[A block of data]
◇ ◇ ◇ ◇ ◇
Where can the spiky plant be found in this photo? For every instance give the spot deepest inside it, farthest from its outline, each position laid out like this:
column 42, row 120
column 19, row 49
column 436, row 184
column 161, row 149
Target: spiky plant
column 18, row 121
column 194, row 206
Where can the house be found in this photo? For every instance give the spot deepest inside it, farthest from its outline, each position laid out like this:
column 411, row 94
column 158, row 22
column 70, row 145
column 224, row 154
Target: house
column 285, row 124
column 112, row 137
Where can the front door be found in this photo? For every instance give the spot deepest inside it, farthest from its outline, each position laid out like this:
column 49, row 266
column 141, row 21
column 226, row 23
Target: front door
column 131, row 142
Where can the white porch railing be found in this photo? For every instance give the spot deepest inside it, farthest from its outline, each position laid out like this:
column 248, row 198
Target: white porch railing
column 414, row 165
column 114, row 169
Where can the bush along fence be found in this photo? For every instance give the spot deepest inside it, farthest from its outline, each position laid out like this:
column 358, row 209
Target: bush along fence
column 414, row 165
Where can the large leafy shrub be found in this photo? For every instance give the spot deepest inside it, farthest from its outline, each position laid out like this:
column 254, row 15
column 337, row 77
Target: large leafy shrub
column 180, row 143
◇ ◇ ◇ ◇ ◇
**Exercise aim:** Please give the lines of the material again, from the line containing "Where can the large" through the end of the material, inclusive, changing "shrub" to "bush" and leaving everything else as it is.

**Final result:**
Where can the large leafy bush be found in this photo? For every instance give the spot deepest inside it, farthest from its outline, each position laid out like this:
column 254, row 15
column 337, row 77
Target: large leafy bush
column 180, row 143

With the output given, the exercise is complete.